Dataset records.
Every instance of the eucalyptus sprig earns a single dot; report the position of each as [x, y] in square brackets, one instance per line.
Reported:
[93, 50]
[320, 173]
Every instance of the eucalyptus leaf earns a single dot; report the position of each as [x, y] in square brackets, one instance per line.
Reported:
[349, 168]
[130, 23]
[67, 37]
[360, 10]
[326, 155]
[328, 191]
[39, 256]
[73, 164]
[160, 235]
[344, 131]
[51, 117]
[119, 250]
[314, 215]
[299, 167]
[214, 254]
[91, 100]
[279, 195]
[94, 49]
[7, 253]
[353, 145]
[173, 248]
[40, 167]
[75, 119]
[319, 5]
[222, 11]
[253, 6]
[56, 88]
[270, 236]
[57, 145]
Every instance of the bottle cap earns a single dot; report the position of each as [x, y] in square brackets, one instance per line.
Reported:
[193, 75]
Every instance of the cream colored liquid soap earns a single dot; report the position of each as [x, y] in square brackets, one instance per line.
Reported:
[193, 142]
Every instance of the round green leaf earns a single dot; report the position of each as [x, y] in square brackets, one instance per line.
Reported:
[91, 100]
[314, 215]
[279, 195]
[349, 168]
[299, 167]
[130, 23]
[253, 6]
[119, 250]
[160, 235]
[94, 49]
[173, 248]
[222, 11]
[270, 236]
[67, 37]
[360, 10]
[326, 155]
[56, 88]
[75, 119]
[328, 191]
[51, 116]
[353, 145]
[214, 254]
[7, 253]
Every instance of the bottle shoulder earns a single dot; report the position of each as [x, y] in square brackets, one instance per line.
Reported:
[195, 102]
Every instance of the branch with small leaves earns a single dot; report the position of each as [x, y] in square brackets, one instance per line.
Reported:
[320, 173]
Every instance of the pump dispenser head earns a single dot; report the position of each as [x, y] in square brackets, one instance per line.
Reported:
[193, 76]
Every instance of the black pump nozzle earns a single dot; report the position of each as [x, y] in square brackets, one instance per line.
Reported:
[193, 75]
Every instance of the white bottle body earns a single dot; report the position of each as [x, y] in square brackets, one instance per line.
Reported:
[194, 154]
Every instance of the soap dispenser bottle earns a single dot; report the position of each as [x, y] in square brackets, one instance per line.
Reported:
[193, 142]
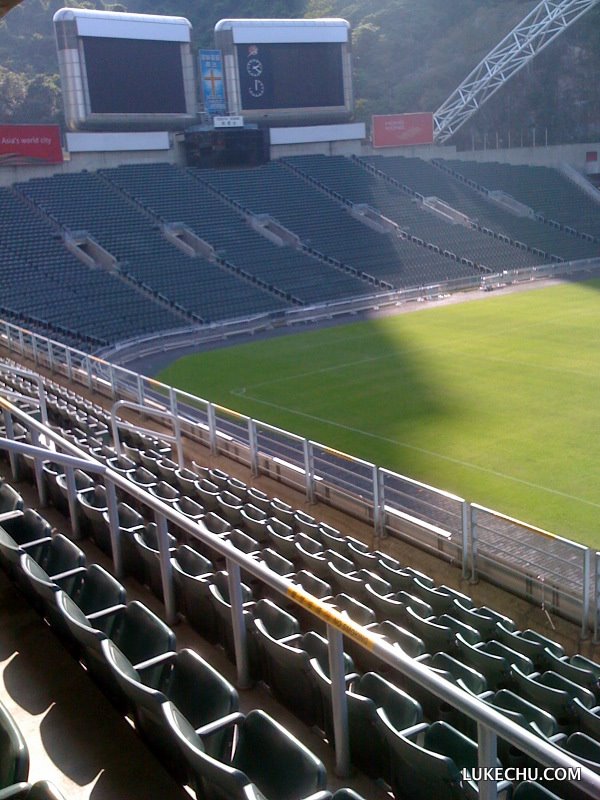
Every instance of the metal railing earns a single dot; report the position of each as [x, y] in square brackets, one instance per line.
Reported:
[448, 526]
[491, 724]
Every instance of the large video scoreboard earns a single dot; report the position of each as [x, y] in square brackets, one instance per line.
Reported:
[125, 71]
[287, 71]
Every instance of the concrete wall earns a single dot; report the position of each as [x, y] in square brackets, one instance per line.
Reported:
[554, 156]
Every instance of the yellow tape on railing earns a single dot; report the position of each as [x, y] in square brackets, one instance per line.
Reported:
[332, 617]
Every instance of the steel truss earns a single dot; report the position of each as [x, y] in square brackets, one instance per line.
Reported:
[535, 32]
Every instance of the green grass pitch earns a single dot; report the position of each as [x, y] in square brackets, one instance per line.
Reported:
[497, 400]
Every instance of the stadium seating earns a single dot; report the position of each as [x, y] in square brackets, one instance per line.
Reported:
[14, 754]
[427, 179]
[85, 202]
[349, 179]
[266, 756]
[41, 279]
[175, 196]
[478, 649]
[544, 189]
[325, 225]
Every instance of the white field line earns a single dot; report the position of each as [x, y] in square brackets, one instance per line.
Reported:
[460, 462]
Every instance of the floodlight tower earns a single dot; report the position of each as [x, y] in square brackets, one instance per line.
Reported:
[535, 32]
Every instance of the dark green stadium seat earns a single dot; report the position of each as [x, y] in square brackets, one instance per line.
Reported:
[14, 754]
[496, 648]
[200, 693]
[556, 681]
[436, 637]
[218, 592]
[553, 700]
[57, 560]
[533, 714]
[142, 637]
[254, 522]
[190, 567]
[587, 720]
[229, 506]
[267, 760]
[41, 790]
[130, 522]
[282, 538]
[484, 625]
[434, 768]
[562, 666]
[529, 790]
[208, 493]
[26, 528]
[146, 542]
[93, 505]
[10, 499]
[270, 622]
[370, 698]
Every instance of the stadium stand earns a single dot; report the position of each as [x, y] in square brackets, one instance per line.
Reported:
[85, 202]
[41, 280]
[545, 190]
[522, 673]
[347, 178]
[325, 224]
[175, 196]
[427, 179]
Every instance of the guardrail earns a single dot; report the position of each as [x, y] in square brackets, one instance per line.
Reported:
[490, 723]
[450, 527]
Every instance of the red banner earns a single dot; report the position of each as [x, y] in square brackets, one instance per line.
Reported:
[30, 144]
[401, 130]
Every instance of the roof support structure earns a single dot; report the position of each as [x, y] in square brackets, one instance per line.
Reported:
[535, 32]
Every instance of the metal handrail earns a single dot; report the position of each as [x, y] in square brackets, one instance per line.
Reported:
[491, 723]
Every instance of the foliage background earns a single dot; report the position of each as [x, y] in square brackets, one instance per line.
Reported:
[408, 55]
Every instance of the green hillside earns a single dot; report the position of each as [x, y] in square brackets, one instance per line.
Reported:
[408, 56]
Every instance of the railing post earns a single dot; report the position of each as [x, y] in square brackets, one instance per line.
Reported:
[253, 443]
[177, 425]
[10, 434]
[50, 356]
[72, 500]
[596, 638]
[166, 569]
[69, 362]
[474, 546]
[39, 472]
[114, 425]
[140, 388]
[90, 380]
[309, 471]
[212, 428]
[240, 639]
[338, 701]
[585, 610]
[467, 516]
[487, 758]
[115, 528]
[378, 505]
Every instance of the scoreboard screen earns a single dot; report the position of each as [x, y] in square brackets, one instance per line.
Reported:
[290, 75]
[287, 72]
[133, 76]
[125, 72]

Work to do. Would you return the data exactly as written, without the pictures?

The completed task.
Every instance of the eucalyptus sprig earns a single dot; report the position of each as [x, y] in square brackets, one instance per line.
Reported:
[93, 50]
[320, 173]
Every instance of the eucalyptus leaf earns a single dot; report the position of each as [x, y] in square brackets, one instance per line.
Reported:
[349, 168]
[130, 23]
[67, 37]
[360, 10]
[326, 155]
[328, 191]
[39, 256]
[73, 164]
[160, 235]
[344, 131]
[51, 117]
[119, 250]
[314, 215]
[299, 167]
[214, 254]
[91, 100]
[279, 195]
[94, 49]
[7, 253]
[353, 145]
[173, 248]
[40, 167]
[75, 119]
[319, 5]
[222, 11]
[253, 6]
[56, 88]
[270, 236]
[57, 145]
Every instance of the bottle cap earns a single dot; report the position of each as [x, y] in square brackets, one instance per line.
Reported:
[193, 75]
Every instance of the cream colored liquid soap earns a single dot; report the position of each as [x, y] in square brackets, one instance per line.
Reported:
[193, 142]
Every instance of the round green leaf earns a single dot; report the position of each as [x, y] in square brackets, one instance per line.
Reported:
[91, 100]
[314, 215]
[279, 195]
[349, 168]
[299, 167]
[130, 23]
[253, 6]
[119, 250]
[160, 235]
[94, 49]
[173, 248]
[222, 11]
[270, 236]
[67, 37]
[360, 10]
[326, 155]
[56, 88]
[75, 119]
[328, 191]
[51, 116]
[353, 145]
[214, 254]
[7, 253]
Every instance of the bottle shoulder earns a single dot; report the position of each as [x, y] in square brackets, one instance per line.
Reported:
[195, 102]
Every instance of the branch with small leaves earns a single dot; report the position of each as [x, y] in square brackets, one instance per line.
Reported:
[320, 173]
Every instance of the pump dispenser head earns a single dot; report the position of each as [x, y] in square brackets, one instance per line.
Reported:
[193, 76]
Every instance of the black pump nozzle earns a single dot; report the position of each as [x, y] in square brackets, one instance per line.
Reported:
[193, 75]
Every instance of the white bottle body earns a single dot; report the position of each as [x, y] in square brackets, one instance per line.
Reported:
[194, 154]
Every instance of the soap dispenser bottle earns a single dot; report the position of each as [x, y] in square brackets, one instance per line.
Reported:
[193, 142]
Every instance of the metal railing earns a single dot; report the position of each as [x, y] in square brackets, one instance per line.
Reported:
[448, 526]
[491, 724]
Every instance of the large video scoreboard earns a single dot; report the position of each as [x, y] in square brackets, one instance per line.
Reported:
[125, 71]
[287, 71]
Every instance of the concrete wall earns a single dot; report the position of each as [x, y] in square brackets, one instance per line.
Reported:
[554, 156]
Every instance of the yellow tape on railing earns a single dot; report the position of each as [x, y] in square brackets, one instance per line.
Reported:
[332, 617]
Every instance of the steel truss earns a single dot; report the position of each as [x, y] in square brackets, one instance per line.
Reported:
[535, 32]
Every instance of the green grass pitch earns a single dot; report the position of each as [x, y] in square brackets, one instance per line.
Reported:
[497, 400]
Every instance of the stadium seating earns a single dot; report the position of each as [x, y] in square brackets, one instance per line.
Reported:
[14, 754]
[427, 179]
[85, 202]
[349, 179]
[266, 756]
[41, 279]
[175, 196]
[478, 649]
[544, 189]
[325, 225]
Every instance of the white field line earns a single dot; report the position of each as [x, y] in square brackets, one instance per line.
Reported:
[460, 462]
Every instance of the floodlight tower earns a single dot; report the position of each as [x, y] in square brackets, one instance per line.
Reported:
[535, 32]
Every instance of the dark green stadium seat earns a single dot; report the position of each as [x, y] in square brackets, one instance per line.
Reported:
[14, 754]
[496, 648]
[200, 693]
[556, 681]
[436, 637]
[218, 592]
[553, 700]
[57, 560]
[533, 714]
[142, 637]
[254, 522]
[190, 567]
[587, 720]
[229, 506]
[267, 760]
[41, 790]
[130, 522]
[282, 538]
[484, 625]
[434, 768]
[562, 666]
[529, 790]
[208, 493]
[26, 528]
[146, 542]
[93, 505]
[10, 499]
[270, 622]
[370, 698]
Every instance of the stadium stand earns a single dot; report the position of each as [x, y] in square brackets, one instance per line.
Reported:
[85, 202]
[41, 280]
[545, 190]
[522, 673]
[347, 178]
[325, 224]
[175, 196]
[427, 179]
Every instance of the guardrail earns a single dot; report the position of each as [x, y] in square brackets, one instance per line.
Reported:
[490, 723]
[450, 527]
Every instance of the red banner earns a single dot; report the position of each as [x, y] in square brackets, one instance per line.
Reported:
[30, 144]
[401, 130]
Every instance of the roof support structure earns a single dot; report the position of each as [x, y] in square brackets, one instance per line.
Reported:
[535, 32]
Every instance of the metal handrail earns a single dot; report the position of each as [x, y] in square brackets, one instance per line.
Reported:
[491, 723]
Every instance of the foliage background earns a single dot; report the position of each as [x, y] in square brackets, one instance per line.
Reported:
[408, 55]
Every instance of the green hillside earns a single dot; report the position of each as [x, y] in square brackets, one instance per line.
Reported:
[408, 56]
Every instance of the railing post earns a single dot; report the position of each as [x, y] in square brackets, one instance per line.
Reported:
[253, 443]
[177, 425]
[10, 434]
[50, 356]
[72, 500]
[596, 638]
[166, 569]
[69, 362]
[474, 546]
[39, 472]
[114, 425]
[140, 388]
[90, 380]
[309, 471]
[212, 428]
[240, 639]
[338, 701]
[585, 610]
[467, 516]
[487, 758]
[115, 528]
[378, 505]
Every instance of the scoreboard screen earns a single dot; report the position of each as [x, y] in square brackets, one instance per line.
Reported:
[290, 75]
[287, 72]
[133, 76]
[125, 72]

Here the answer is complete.